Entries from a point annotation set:
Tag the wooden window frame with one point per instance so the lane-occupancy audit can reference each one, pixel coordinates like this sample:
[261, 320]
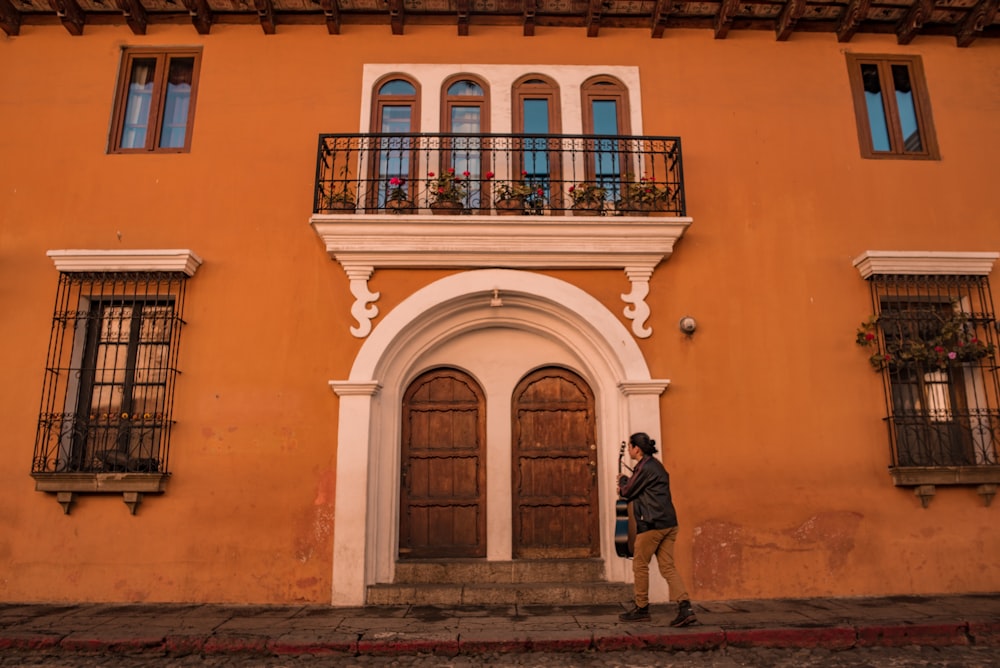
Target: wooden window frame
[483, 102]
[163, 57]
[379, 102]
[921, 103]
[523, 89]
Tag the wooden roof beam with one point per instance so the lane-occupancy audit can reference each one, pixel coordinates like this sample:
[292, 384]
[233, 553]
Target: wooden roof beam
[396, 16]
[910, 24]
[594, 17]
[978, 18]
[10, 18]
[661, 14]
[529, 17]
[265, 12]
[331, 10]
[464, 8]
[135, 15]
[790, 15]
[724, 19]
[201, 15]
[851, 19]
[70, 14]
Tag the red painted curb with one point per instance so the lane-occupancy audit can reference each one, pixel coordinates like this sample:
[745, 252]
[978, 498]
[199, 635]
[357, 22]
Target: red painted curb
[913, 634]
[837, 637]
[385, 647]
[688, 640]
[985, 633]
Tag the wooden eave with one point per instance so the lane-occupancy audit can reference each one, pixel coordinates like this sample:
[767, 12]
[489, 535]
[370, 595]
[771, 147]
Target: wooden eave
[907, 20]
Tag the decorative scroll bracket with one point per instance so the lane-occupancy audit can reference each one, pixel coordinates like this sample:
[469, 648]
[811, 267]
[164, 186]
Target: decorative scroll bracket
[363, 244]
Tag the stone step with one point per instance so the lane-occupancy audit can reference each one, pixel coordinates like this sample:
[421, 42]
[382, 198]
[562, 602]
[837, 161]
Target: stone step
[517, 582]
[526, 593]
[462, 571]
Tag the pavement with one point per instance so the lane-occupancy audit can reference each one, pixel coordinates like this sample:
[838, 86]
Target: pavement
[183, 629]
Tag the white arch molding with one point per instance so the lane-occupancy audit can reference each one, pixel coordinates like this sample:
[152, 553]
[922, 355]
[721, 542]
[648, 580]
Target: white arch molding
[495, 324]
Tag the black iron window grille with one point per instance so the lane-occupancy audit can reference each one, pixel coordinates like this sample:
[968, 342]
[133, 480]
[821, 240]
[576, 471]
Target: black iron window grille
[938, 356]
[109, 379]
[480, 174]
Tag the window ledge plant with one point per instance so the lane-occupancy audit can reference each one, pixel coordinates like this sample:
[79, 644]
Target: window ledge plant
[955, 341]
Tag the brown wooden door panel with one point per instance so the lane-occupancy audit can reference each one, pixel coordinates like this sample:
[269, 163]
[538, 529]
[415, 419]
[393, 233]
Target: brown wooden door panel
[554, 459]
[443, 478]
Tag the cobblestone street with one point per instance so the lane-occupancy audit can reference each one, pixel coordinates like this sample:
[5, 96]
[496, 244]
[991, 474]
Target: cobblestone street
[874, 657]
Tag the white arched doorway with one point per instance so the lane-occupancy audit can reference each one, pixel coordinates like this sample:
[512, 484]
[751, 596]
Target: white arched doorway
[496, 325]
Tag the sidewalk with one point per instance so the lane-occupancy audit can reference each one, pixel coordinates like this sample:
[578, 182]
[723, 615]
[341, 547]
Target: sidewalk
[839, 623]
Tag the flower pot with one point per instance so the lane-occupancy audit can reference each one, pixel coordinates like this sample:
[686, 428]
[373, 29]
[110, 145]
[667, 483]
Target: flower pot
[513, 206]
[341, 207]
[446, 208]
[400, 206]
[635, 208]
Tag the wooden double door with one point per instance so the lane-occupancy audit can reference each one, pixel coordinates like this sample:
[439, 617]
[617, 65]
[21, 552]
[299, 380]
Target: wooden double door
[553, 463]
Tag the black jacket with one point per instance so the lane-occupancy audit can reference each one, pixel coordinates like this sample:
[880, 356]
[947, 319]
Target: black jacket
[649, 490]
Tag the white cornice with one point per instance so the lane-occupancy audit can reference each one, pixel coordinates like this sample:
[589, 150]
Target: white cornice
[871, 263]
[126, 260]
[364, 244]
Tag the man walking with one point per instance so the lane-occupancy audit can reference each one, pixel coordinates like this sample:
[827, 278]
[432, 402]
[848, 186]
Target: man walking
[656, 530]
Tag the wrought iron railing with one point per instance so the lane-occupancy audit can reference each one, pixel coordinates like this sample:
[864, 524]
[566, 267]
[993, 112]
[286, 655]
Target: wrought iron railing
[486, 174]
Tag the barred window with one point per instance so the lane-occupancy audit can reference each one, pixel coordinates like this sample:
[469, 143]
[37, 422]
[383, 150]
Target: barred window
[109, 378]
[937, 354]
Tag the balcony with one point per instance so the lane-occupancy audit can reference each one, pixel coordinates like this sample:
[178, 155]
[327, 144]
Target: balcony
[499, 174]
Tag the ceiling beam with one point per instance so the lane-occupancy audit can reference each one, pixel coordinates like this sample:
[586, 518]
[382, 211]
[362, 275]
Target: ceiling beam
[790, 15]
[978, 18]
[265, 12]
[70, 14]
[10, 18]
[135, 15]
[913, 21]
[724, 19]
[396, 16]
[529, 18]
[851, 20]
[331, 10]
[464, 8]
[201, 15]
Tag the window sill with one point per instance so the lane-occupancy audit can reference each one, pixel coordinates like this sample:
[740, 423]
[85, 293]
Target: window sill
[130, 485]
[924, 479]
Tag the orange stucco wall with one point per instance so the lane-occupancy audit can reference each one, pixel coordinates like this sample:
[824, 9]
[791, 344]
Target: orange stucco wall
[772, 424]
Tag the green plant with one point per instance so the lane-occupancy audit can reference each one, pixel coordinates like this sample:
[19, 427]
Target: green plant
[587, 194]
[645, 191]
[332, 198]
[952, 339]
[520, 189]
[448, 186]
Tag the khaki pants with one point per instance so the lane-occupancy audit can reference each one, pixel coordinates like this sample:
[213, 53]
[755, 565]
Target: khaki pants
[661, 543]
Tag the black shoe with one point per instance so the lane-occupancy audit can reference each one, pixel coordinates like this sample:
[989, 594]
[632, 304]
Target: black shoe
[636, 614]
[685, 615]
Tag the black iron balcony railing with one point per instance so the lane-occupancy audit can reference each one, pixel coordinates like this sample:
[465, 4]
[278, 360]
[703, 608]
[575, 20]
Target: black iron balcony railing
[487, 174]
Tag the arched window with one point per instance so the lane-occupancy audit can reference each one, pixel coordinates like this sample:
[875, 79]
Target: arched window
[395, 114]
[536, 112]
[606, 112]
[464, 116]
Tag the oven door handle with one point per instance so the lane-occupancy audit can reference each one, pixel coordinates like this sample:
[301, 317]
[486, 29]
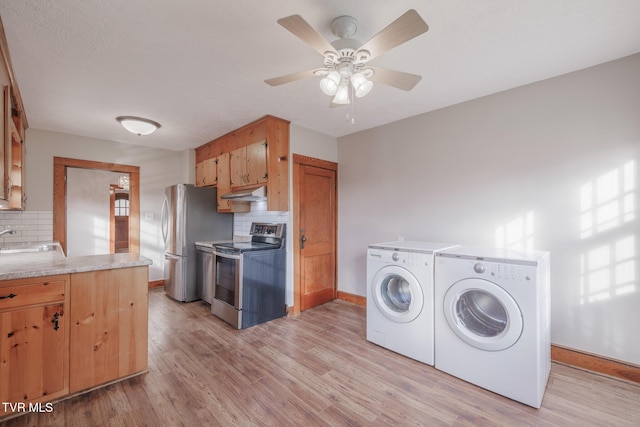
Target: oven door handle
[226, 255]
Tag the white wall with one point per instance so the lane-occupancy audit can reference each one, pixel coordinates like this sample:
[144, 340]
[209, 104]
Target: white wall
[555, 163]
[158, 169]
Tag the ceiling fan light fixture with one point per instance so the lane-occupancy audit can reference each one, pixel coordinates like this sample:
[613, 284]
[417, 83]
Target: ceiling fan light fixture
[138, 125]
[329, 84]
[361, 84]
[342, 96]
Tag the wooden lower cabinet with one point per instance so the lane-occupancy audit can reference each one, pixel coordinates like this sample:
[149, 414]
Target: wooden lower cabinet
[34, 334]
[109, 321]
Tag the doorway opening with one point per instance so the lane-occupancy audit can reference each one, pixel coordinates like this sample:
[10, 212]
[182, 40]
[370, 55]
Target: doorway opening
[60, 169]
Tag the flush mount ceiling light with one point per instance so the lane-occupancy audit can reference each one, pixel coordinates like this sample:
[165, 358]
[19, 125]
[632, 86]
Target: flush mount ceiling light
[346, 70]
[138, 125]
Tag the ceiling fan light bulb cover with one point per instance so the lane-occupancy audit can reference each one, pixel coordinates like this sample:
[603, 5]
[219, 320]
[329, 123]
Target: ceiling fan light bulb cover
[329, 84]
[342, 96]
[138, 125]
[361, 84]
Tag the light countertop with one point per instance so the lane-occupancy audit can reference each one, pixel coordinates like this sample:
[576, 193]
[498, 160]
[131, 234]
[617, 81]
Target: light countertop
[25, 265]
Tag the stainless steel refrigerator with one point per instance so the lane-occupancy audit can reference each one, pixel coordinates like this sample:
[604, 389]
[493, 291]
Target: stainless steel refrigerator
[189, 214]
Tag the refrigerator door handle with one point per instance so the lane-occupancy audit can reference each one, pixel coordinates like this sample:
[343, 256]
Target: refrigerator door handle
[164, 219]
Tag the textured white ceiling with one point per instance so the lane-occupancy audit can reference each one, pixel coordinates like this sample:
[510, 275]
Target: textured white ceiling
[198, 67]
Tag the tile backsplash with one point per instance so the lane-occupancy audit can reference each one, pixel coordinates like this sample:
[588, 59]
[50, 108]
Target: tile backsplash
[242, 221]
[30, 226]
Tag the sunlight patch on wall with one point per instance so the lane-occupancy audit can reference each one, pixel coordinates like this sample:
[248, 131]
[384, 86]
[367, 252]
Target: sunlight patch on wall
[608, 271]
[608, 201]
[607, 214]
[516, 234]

Directive: Give back exactly the lines from the line containing "Tag the textured" to the end of the entries, and no other lines.

Task solution:
Tag the textured white ceiling with one point per instance so the lane-occupancy audit can reference each one, pixel coordinates like this sample:
[510, 275]
Target: textured white ceiling
[198, 67]
Tag the tile backsplash with one point per instance so the lane-occupancy audit can reference each one, pixel coordinates like this sample:
[588, 59]
[50, 108]
Target: tile backsplash
[242, 221]
[30, 226]
Tag the sunlight patch on wall with one point per instance so the lane-occupancy audit can reference each one, pixel coordinates like this sample:
[248, 131]
[384, 86]
[367, 252]
Target: sunlight patch on wall
[608, 271]
[608, 201]
[607, 214]
[516, 234]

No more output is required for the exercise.